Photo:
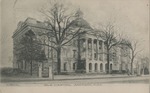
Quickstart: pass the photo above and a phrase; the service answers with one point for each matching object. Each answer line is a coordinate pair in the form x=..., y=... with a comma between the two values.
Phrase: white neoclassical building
x=90, y=50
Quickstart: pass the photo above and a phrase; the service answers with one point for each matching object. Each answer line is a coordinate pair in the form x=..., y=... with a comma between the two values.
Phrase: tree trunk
x=31, y=68
x=59, y=60
x=108, y=70
x=79, y=56
x=131, y=66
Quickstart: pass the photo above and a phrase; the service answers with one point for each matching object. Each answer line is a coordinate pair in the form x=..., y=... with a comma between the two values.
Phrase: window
x=74, y=53
x=65, y=66
x=74, y=66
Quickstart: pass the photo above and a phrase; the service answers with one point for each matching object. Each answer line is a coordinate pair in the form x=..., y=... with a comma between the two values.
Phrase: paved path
x=61, y=80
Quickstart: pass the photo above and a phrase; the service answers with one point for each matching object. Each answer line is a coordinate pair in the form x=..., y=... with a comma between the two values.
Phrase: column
x=93, y=67
x=98, y=53
x=104, y=67
x=86, y=55
x=40, y=70
x=103, y=50
x=92, y=48
x=50, y=72
x=98, y=67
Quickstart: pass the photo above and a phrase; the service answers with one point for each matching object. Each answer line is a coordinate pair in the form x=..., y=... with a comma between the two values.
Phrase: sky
x=131, y=18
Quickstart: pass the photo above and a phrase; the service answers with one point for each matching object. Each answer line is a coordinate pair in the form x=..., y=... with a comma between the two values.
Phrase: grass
x=11, y=72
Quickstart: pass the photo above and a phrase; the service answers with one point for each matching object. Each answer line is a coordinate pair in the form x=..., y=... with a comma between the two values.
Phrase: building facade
x=90, y=50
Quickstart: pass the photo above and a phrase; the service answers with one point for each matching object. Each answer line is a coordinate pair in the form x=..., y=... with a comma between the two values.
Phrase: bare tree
x=133, y=46
x=111, y=39
x=64, y=27
x=29, y=50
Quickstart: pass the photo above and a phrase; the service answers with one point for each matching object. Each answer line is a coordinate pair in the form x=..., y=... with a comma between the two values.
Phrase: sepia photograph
x=75, y=43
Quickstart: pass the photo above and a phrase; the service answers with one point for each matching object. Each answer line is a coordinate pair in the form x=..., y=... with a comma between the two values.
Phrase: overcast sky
x=131, y=17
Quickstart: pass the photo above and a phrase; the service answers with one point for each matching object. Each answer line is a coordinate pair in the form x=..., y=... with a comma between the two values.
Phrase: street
x=81, y=81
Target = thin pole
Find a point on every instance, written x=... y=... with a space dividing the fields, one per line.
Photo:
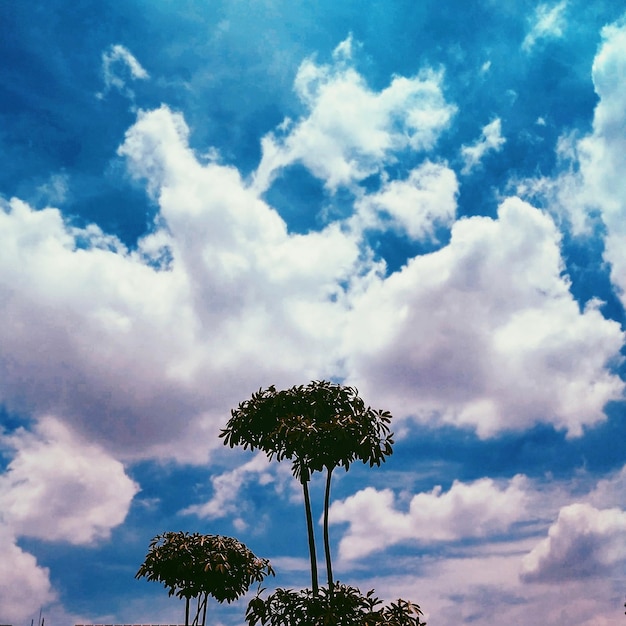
x=329 y=568
x=309 y=526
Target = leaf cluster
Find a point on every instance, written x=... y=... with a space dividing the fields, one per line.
x=316 y=426
x=343 y=606
x=192 y=564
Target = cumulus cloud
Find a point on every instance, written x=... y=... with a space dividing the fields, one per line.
x=467 y=510
x=56 y=476
x=24 y=584
x=603 y=153
x=584 y=542
x=349 y=130
x=485 y=332
x=592 y=181
x=548 y=22
x=57 y=487
x=119 y=66
x=491 y=140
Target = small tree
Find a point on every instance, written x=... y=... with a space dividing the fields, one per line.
x=196 y=566
x=319 y=426
x=344 y=606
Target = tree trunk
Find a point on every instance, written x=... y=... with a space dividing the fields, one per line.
x=329 y=568
x=206 y=601
x=309 y=526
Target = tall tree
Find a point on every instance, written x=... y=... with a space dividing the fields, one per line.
x=319 y=426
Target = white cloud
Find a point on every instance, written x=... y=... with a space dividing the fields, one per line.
x=350 y=131
x=592 y=179
x=416 y=206
x=584 y=542
x=485 y=333
x=548 y=22
x=60 y=488
x=119 y=65
x=150 y=361
x=24 y=584
x=491 y=140
x=467 y=510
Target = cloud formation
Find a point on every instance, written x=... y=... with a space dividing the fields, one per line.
x=584 y=542
x=548 y=22
x=350 y=131
x=491 y=140
x=467 y=510
x=56 y=476
x=485 y=332
x=119 y=66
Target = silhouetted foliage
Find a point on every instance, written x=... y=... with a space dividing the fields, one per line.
x=342 y=606
x=196 y=566
x=318 y=426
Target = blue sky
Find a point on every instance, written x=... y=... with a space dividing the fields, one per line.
x=425 y=200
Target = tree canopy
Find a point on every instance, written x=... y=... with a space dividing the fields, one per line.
x=316 y=426
x=189 y=565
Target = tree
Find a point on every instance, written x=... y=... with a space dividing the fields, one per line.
x=196 y=566
x=344 y=606
x=319 y=426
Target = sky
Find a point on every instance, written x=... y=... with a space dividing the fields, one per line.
x=425 y=200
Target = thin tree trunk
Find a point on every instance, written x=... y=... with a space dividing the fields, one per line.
x=206 y=601
x=309 y=526
x=329 y=568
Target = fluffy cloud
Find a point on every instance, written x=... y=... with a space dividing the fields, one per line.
x=350 y=131
x=548 y=22
x=23 y=583
x=603 y=153
x=466 y=510
x=583 y=542
x=485 y=332
x=592 y=181
x=116 y=62
x=56 y=476
x=491 y=140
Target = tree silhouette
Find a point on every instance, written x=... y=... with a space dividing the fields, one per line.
x=319 y=426
x=196 y=566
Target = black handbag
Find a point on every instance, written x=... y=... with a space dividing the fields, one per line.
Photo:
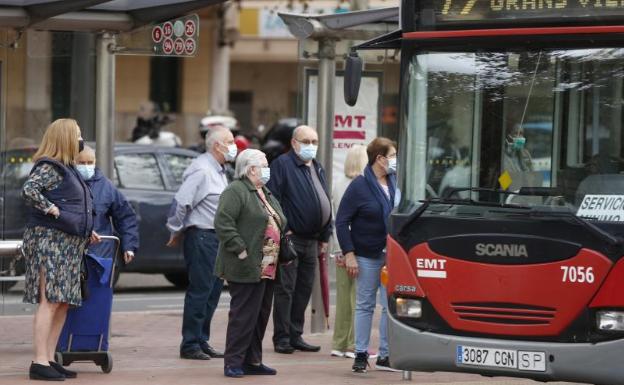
x=287 y=250
x=84 y=277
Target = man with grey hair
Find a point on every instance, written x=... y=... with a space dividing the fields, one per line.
x=298 y=182
x=193 y=215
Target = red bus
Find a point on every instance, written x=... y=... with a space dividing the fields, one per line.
x=505 y=251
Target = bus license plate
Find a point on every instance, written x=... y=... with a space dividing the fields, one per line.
x=501 y=358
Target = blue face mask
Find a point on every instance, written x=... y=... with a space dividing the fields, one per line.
x=519 y=142
x=86 y=171
x=391 y=165
x=265 y=175
x=307 y=152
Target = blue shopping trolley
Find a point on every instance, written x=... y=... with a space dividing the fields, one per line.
x=86 y=331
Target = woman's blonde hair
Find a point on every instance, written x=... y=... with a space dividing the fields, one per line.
x=60 y=141
x=356 y=161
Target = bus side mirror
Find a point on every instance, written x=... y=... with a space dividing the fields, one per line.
x=353 y=78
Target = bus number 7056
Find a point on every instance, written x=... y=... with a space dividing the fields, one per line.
x=578 y=274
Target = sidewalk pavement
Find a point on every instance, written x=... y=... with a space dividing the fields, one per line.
x=144 y=346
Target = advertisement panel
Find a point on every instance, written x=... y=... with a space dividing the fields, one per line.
x=352 y=125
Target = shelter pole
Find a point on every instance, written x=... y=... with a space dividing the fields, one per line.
x=105 y=102
x=325 y=128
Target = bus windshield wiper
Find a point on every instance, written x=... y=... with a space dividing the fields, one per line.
x=453 y=201
x=592 y=228
x=446 y=199
x=526 y=191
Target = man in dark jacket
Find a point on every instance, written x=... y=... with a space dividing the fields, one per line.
x=110 y=204
x=298 y=182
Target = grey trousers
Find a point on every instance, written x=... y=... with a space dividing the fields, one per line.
x=293 y=289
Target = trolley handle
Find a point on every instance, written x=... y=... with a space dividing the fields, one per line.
x=117 y=244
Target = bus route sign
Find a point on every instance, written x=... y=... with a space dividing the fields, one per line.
x=178 y=37
x=492 y=10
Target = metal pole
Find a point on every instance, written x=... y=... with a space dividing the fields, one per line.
x=325 y=128
x=105 y=103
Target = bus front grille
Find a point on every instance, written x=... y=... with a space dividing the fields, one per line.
x=504 y=313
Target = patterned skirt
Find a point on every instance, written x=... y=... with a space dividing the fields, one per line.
x=58 y=255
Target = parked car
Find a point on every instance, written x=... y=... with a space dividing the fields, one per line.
x=148 y=176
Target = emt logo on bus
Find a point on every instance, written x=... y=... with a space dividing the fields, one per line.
x=431 y=267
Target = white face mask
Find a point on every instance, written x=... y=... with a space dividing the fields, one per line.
x=231 y=153
x=265 y=175
x=86 y=170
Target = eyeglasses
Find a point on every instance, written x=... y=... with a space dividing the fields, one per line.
x=308 y=142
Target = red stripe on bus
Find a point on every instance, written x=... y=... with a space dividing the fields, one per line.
x=350 y=135
x=515 y=32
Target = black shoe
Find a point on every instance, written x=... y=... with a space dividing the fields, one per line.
x=261 y=369
x=66 y=372
x=194 y=355
x=44 y=373
x=384 y=364
x=233 y=372
x=206 y=348
x=304 y=347
x=284 y=349
x=360 y=364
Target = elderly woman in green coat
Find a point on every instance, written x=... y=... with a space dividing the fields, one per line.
x=248 y=222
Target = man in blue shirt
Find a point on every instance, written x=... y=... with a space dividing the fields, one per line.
x=195 y=207
x=298 y=182
x=110 y=204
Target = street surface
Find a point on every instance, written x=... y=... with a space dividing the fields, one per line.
x=144 y=344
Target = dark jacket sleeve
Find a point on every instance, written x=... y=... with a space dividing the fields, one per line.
x=346 y=212
x=124 y=221
x=276 y=183
x=328 y=230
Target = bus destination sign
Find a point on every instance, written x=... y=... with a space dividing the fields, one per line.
x=492 y=10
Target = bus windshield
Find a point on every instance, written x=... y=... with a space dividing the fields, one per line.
x=508 y=120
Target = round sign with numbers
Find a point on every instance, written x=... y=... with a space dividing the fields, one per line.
x=178 y=46
x=189 y=28
x=168 y=29
x=168 y=46
x=157 y=34
x=189 y=46
x=178 y=28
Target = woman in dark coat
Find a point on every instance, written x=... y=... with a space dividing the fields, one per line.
x=248 y=222
x=58 y=231
x=362 y=228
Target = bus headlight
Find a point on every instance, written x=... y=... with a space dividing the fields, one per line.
x=610 y=320
x=410 y=308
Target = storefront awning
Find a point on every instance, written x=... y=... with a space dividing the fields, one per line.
x=93 y=15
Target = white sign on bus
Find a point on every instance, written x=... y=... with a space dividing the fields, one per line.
x=602 y=208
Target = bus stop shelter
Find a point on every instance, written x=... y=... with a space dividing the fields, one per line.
x=103 y=19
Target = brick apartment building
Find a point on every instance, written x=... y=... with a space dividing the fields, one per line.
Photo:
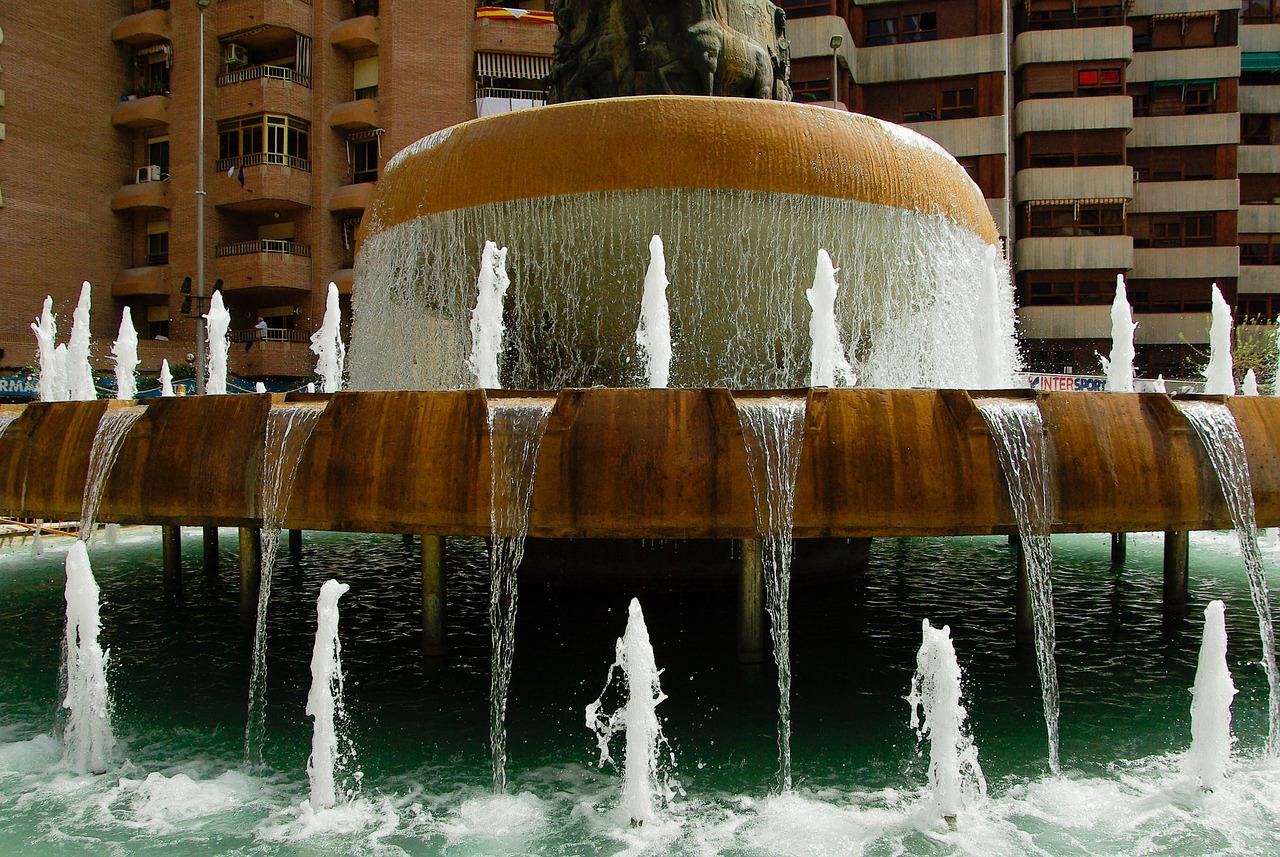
x=1137 y=137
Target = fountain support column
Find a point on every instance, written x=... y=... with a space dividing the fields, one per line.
x=251 y=568
x=1024 y=623
x=750 y=603
x=170 y=550
x=1119 y=546
x=210 y=537
x=433 y=595
x=1176 y=558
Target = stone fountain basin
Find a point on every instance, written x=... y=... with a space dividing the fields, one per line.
x=630 y=463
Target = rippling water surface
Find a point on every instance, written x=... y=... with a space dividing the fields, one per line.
x=179 y=677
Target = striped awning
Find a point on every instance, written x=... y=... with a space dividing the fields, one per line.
x=512 y=65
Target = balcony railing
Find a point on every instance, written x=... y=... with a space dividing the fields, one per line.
x=255 y=72
x=264 y=246
x=270 y=335
x=265 y=157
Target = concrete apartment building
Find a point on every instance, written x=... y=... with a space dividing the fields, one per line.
x=1137 y=138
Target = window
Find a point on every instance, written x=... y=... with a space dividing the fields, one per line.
x=158 y=242
x=1075 y=219
x=922 y=27
x=959 y=104
x=264 y=140
x=1260 y=250
x=364 y=160
x=158 y=155
x=881 y=31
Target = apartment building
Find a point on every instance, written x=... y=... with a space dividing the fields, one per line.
x=1137 y=138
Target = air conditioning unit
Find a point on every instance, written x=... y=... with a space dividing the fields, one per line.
x=236 y=55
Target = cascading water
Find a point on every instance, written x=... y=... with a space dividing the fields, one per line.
x=87 y=738
x=487 y=326
x=644 y=783
x=739 y=294
x=112 y=430
x=327 y=344
x=653 y=334
x=1119 y=366
x=515 y=435
x=1219 y=375
x=1211 y=704
x=1018 y=430
x=827 y=362
x=332 y=750
x=955 y=777
x=287 y=431
x=126 y=352
x=1217 y=431
x=218 y=321
x=773 y=431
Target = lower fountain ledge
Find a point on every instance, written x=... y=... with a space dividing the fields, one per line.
x=627 y=463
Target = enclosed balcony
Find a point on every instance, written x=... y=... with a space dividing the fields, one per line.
x=264 y=266
x=356 y=33
x=360 y=114
x=146 y=111
x=144 y=28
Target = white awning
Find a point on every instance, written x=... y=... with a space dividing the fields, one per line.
x=512 y=65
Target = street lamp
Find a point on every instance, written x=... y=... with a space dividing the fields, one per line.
x=836 y=41
x=200 y=210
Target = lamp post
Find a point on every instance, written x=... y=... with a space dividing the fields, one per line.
x=836 y=41
x=200 y=209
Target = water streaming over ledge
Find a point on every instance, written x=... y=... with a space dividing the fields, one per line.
x=112 y=429
x=1018 y=430
x=773 y=431
x=287 y=431
x=1217 y=431
x=515 y=435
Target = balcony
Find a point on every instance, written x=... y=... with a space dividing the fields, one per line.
x=923 y=60
x=1064 y=322
x=272 y=183
x=264 y=88
x=236 y=15
x=1073 y=45
x=147 y=111
x=1207 y=129
x=1219 y=195
x=1185 y=262
x=284 y=353
x=965 y=137
x=1074 y=183
x=1080 y=252
x=141 y=282
x=356 y=33
x=351 y=198
x=1088 y=113
x=264 y=265
x=144 y=28
x=360 y=114
x=142 y=197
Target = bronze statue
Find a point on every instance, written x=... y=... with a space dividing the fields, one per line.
x=620 y=47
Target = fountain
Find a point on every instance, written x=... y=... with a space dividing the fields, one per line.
x=1211 y=705
x=87 y=738
x=773 y=434
x=955 y=775
x=332 y=751
x=644 y=782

Brief
Anywhere the listing shows the word "awning", copy the full line.

Result of this exercise
Target = storefront awning
Target = striped awning
Target = white awning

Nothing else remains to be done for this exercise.